**抜粋本文**:
---+---
● 学校教育法等の一部を改正する法律について(教育目標、副校長等の設置、学校評価関係) 平成19年7月31日 19文科初第536号



19文科初第536号 平成19年7月31日
各都道府県教育委員会、各指定都市教育委員会、各都道府県知事、
各指定都市市長、各国公私立大学長、各国公私立高等専門学校長、
大学を設置する各地方公共団体の長、各公立大学法人の理事長、
独立行政法人国立高等専門学校機構理事長、
大学又は高等専門学校を設置する各学校法人の理事長、
大学を設置する各学校設置会社の代表取締役、
放送大学学園理事長、国立教育政策研究所長、
独立行政法人国立特別支援教育総合研究所理事長、
独立行政法人教員研修センター理事長、
独立行政法人大学評価・学位授与機構長 宛
文部科学事務次官(銭谷眞美)


      学校教育法等の一部を改正する法律について(通知)


 このたび、「学校教育法等の一部を改正する法律(平成19年法律第96号)」(以下「改正法」という。)が平成19年6月27日に公布されました。
 このことについては、「学校教育法等の一部を改正する法律、地方教育行政の組織及び運営に関する法律の一部を改正する法律及び教育職員免許法及び教育公務員特例法の一部を改正する法律の公布について」(平成19年7月5日付け19文科初第449号文部科学事務次官通知)において既に通知したところですが、今回の改正の趣旨は、改正教育基本法において明確にされた教育理念に基づき、義務教育の目標を定め、各学校種の目的及び教育の目標を見直すとともに、学校の組織運営体制及び指導体制の充実を図るため、学校に置くことのできる職として新たに副校長等を設ける等により、学校教育の一層の充実を図るものであります。
 改正の概要及び留意事項は下記のとおりですので、関係する規定の整備等事務処理上遺漏のないよう願います。
 また、各都道府県教育委員会におかれては、域内の市町村教育委員会及び所管の学校その他の教育機関に対して、各都道府県知事におかれては、所轄の学校及び学校法人等に対して、国立大学長におかれては、その管下の学校に対して、本改正の周知を図るとともに、適切な事務処理が図られるよう配慮願います。
 なお、改正法は、関係資料と併せて文部科学省のホームページに掲載しておりますので、御参照ください。また、関係する政省令等の改正については、追ってこれを行い、別途通知する予定ですので、予め御承知おき願います。


                   記


第一 改正法の概要

第1 学校の種類ごとの目的及び教育の目標等に関する学校教育法等の一部改正

一 義務教育に関する事項
1 義務教育の期間
 保護者は、子に9年の普通教育を受けさせる義務を負うものとしたこと。(第16条)
---+---
**課題**:
通知の「このことについては、「学校教」から「理上遺漏のないよう願います。」までの部分を、「留意事項」を「注意事項」に変えて書き直してください。
---+---
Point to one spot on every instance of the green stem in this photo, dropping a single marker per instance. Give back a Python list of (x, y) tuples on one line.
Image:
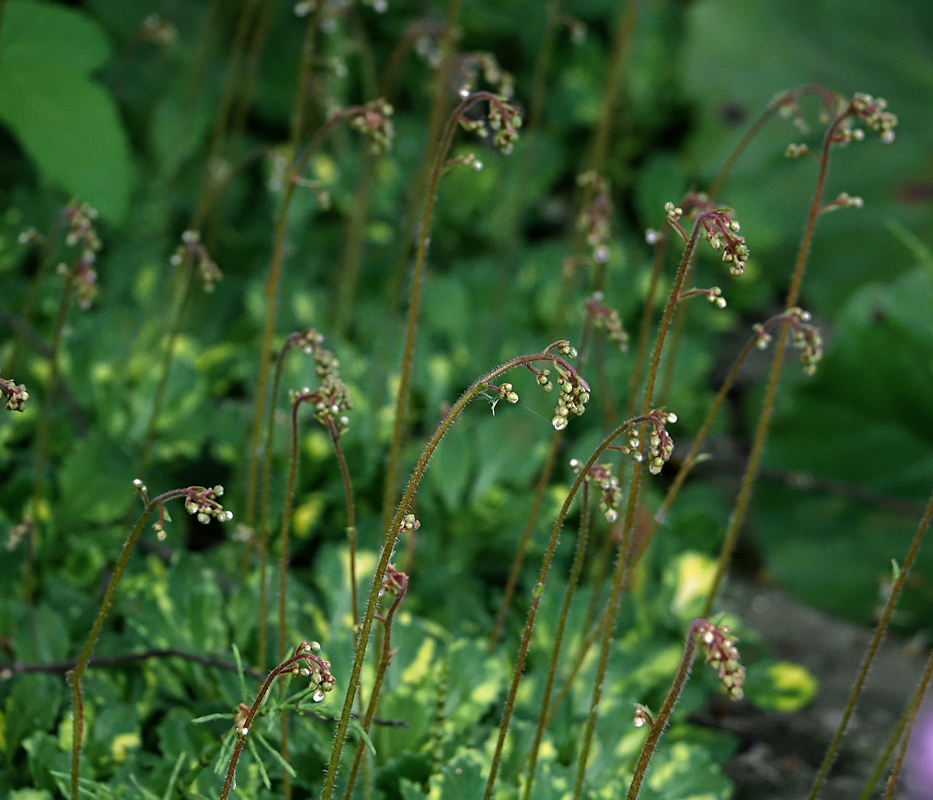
[(414, 304), (272, 294), (764, 421), (388, 546), (377, 686), (543, 480), (572, 581), (872, 649), (78, 672), (539, 592), (619, 575), (660, 722), (908, 721)]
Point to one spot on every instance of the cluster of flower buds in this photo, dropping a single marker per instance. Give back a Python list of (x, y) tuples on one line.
[(660, 444), (596, 216), (470, 64), (81, 220), (804, 337), (503, 119), (325, 363), (573, 394), (330, 401), (409, 524), (15, 394), (83, 279), (314, 667), (601, 475), (643, 716), (722, 654), (505, 392), (191, 245), (718, 228), (202, 503), (871, 111), (608, 320), (374, 122)]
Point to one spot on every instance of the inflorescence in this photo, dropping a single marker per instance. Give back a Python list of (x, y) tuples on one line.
[(574, 392), (718, 228), (804, 337), (601, 475), (722, 654), (191, 246), (15, 393)]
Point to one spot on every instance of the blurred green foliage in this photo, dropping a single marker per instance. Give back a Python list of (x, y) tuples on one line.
[(101, 103)]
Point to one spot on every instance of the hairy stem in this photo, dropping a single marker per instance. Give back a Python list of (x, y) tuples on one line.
[(896, 588)]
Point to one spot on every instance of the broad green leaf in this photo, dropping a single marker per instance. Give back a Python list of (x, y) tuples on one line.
[(779, 686), (67, 124)]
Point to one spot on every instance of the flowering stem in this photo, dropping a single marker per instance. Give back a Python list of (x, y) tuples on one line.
[(414, 303), (539, 592), (78, 672), (660, 721), (401, 581), (619, 575), (764, 421), (272, 293), (572, 581), (543, 480), (388, 546), (873, 648)]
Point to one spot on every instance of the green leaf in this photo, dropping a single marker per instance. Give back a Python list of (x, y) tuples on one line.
[(67, 124), (95, 482), (780, 686)]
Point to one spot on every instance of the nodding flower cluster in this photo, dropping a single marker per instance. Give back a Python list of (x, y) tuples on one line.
[(871, 111), (601, 475), (331, 399), (607, 319), (471, 64), (199, 501), (191, 245), (409, 523), (313, 667), (16, 395), (374, 122), (574, 392), (804, 337), (660, 444), (719, 229), (596, 216), (722, 654), (503, 120)]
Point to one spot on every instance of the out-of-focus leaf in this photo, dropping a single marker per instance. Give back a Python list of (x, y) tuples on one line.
[(67, 124)]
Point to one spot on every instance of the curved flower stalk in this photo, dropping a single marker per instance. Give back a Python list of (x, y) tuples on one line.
[(395, 585), (842, 130), (200, 502), (374, 120), (304, 663), (722, 654), (399, 522)]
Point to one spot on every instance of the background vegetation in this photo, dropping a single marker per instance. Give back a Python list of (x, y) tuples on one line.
[(189, 120)]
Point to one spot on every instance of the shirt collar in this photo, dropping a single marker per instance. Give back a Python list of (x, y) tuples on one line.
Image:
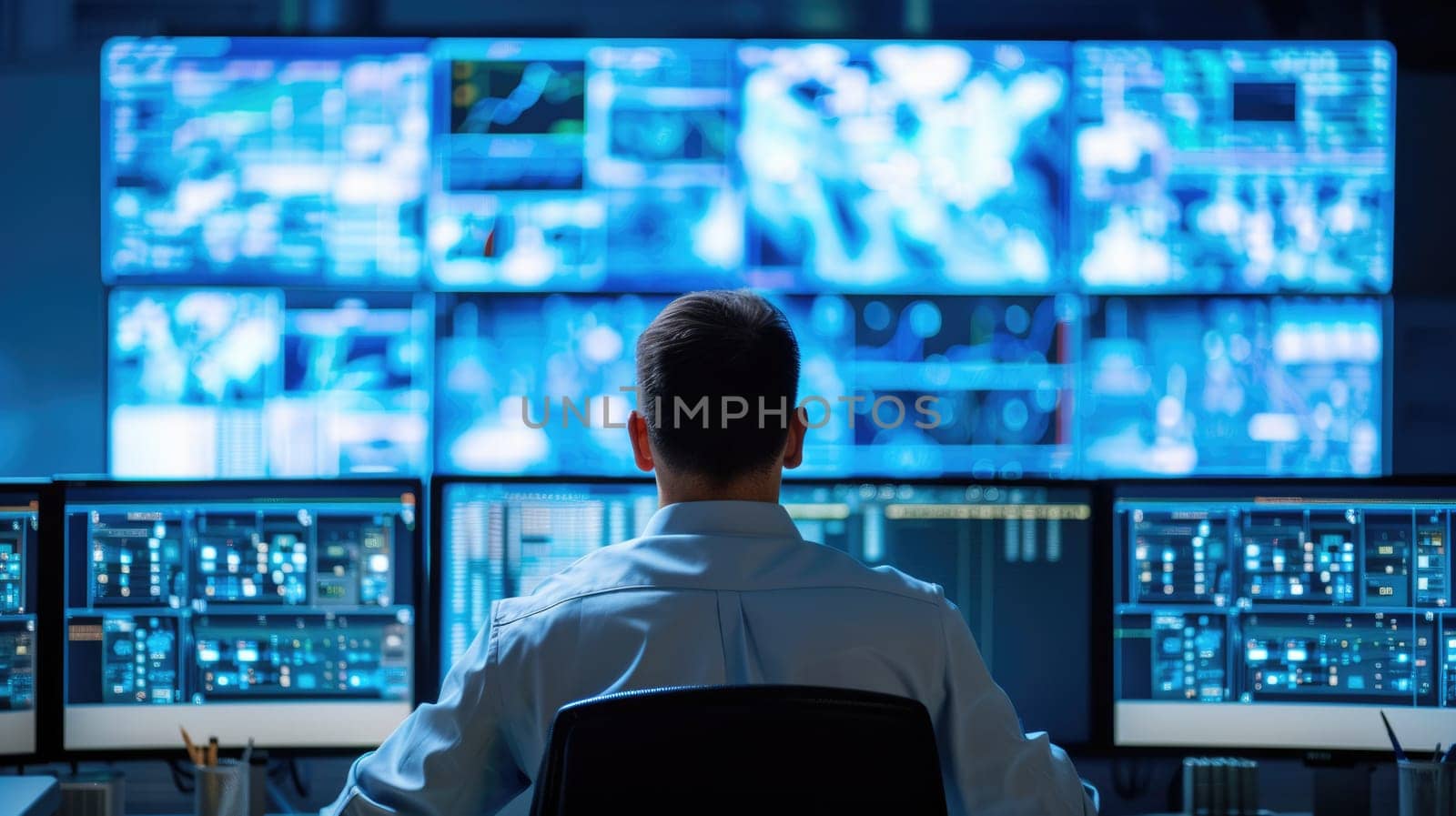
[(756, 519)]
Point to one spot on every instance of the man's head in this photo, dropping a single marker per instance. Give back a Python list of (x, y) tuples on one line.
[(717, 384)]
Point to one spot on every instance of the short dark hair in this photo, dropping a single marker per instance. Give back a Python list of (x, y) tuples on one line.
[(713, 347)]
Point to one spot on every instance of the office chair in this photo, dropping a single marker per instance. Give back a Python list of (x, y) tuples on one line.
[(740, 750)]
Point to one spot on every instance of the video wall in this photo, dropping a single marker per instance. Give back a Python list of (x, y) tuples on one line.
[(344, 257)]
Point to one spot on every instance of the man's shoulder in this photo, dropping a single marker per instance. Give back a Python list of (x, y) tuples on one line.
[(664, 565)]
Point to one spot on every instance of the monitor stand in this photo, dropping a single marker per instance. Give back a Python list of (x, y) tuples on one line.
[(1341, 786)]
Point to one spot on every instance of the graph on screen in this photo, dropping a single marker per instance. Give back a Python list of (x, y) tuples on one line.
[(1281, 616), (242, 605), (249, 383), (584, 165), (1238, 167), (264, 160), (912, 386), (1234, 388), (895, 166)]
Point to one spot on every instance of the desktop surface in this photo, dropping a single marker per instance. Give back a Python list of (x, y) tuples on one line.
[(280, 611), (1283, 616)]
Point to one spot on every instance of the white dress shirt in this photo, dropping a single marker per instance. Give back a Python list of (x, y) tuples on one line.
[(713, 592)]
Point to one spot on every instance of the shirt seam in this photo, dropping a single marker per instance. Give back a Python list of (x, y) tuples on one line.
[(669, 588)]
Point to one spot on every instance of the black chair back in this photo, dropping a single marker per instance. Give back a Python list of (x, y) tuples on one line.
[(742, 750)]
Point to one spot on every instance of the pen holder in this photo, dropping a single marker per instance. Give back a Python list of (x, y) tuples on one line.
[(1427, 789), (222, 791)]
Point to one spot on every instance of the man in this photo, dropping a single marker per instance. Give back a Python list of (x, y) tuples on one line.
[(720, 589)]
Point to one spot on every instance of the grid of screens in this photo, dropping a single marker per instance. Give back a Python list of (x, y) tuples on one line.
[(19, 595), (280, 611), (1283, 616), (1016, 560), (589, 165), (258, 381), (1241, 166), (248, 383), (264, 160), (957, 221)]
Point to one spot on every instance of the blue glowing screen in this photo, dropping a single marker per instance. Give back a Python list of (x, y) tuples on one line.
[(251, 607), (1245, 609), (582, 166), (266, 160), (245, 383), (1238, 167), (1234, 388), (997, 374), (999, 553), (895, 166)]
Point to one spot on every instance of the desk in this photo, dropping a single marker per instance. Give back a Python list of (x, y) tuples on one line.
[(29, 796)]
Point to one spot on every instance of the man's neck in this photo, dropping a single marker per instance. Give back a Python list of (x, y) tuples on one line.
[(673, 490)]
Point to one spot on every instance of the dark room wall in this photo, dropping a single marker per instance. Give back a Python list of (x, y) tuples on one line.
[(51, 339)]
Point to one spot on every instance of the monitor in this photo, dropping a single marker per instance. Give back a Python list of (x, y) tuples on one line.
[(584, 165), (19, 598), (255, 160), (248, 383), (1283, 614), (501, 539), (278, 611), (1286, 386), (905, 166), (892, 384), (1234, 166), (999, 550), (1016, 558)]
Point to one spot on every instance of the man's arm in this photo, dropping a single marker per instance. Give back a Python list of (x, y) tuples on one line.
[(994, 767), (448, 758)]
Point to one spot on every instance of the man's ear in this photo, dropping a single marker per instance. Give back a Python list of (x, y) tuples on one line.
[(641, 444), (794, 446)]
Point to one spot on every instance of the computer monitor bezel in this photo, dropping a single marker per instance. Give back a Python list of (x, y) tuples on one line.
[(1099, 597), (1111, 492), (55, 641), (47, 660)]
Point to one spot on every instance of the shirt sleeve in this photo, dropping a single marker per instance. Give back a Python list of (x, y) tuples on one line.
[(449, 757), (995, 767)]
---+---
**解答**:
このことについては、「学校教育法等の一部を改正する法律、地方教育行政の組織及び運営に関する法律の一部を改正する法律及び教育職員免許法及び教育公務員特例法の一部を改正する法律の公布について」(平成19年7月5日付け19文科初第449号文部科学事務次官通知)において既に通知したところですが、今回の改正の趣旨は、改正教育基本法において明確にされた教育理念に基づき、義務教育の目標を定め、各学校種の目的及び教育の目標を見直すとともに、学校の組織運営体制及び指導体制の充実を図るため、学校に置くことのできる職として新たに副校長等を設ける等により、学校教育の一層の充実を図るものであります。
 改正の概要及び注意事項は下記のとおりですので、関係する規定の整備等事務処理上遺漏のないよう願います。